Make WordPress Core

Opened 9 months ago

Closed 2 months ago

Last modified 2 months ago

#60806 closed defect (bug) (fixed)

Remove query alteration from build_comment_query_vars_from_block

Reported by: cybr's profile Cybr Owned by: gziolo's profile gziolo
Milestone: 6.7 Priority: normal
Severity: major Version: 6.0
Component: Comments Keywords: has-patch has-unit-tests
Focuses: Cc:

Description

In the function build_comment_query_vars_from_block(), set_query_var( 'cpage', ... ) is called. This alters the query in unexpected ways.

The function is called via blocks core/comment-template, core/comments-pagination-next, and core/comments-pagination-numbers.

None of these blocks rely on cpage internally or indirectly. Adjusting cpage was probably vestigial of the initial development of the comment blocks.

This bug causes the canonical URL to be incorrect for singular posts (when not using an SEO plugin). As a result, all these sites' singular content will be misindexed or, at worst, deindexed. Some 200 plugins are also affected by this issue.

This only happens when comment pagination is turned on.

To-do list ::
**1.** Which blocks does the WordPress ticket say call build_comment_query_vars_from_block()? List them all.
**2.** Carry on writing the WordPress ticket about the cpage bug, picking up after its last sentence.

Data pulled from a collection ::
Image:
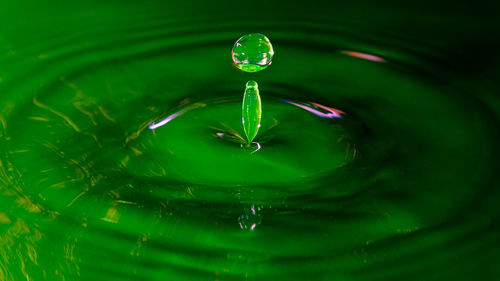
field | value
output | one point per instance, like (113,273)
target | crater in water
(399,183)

---

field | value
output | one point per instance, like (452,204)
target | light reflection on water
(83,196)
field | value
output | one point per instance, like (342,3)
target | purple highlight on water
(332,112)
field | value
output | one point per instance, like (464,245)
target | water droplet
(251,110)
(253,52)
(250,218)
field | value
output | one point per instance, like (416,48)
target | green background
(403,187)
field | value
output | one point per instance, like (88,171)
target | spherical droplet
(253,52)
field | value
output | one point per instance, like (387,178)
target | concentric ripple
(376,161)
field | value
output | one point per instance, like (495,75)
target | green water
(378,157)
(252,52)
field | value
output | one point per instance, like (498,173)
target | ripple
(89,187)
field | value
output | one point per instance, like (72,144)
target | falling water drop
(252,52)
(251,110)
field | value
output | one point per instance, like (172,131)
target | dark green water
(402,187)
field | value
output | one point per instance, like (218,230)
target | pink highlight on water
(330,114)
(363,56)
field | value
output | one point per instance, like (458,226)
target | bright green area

Task-by-task answers ::
**1.**
core/comment-template
core/comments-pagination-next
core/comments-pagination-numbers

**2.**
This bug was only discovered recently because blocks had to be parsed before wp_head() for it to become a canonical URL issue, which is happening because of FSE and other custom block implementations.

Discovery: https://wordpress.org/support/topic/the-seo-framework-adds-noindex-to-posts-with-multiple-comment-pages-%e2%9a%a0%ef%b8%8f/
Slack thread: https://wordpress.slack.com/archives/C02RQBWTW/p1710771272739539?thread_ts=1710709493.297079&cid=C02RQBWTW

I was requested to resolve this upstream via Gutenberg, but this is a more pertinent issue with Core. build_comment_query_vars_from_block() is also not part of Gutenberg but was created during its merger with WP 6.0.

I propose to remove using set_query_var() altogether in the method. No functionality changes are apparent, but it resolves all aforementioned issues. PR will follow soon.

Change History (37)

This ticket was mentioned in PR #6291 on WordPress/wordpress-develop by @Cybr.


9 months ago
#1

  • Keywords has-patch added; needs-patch removed

This ticket was mentioned in Slack in #core by cybr. View the logs.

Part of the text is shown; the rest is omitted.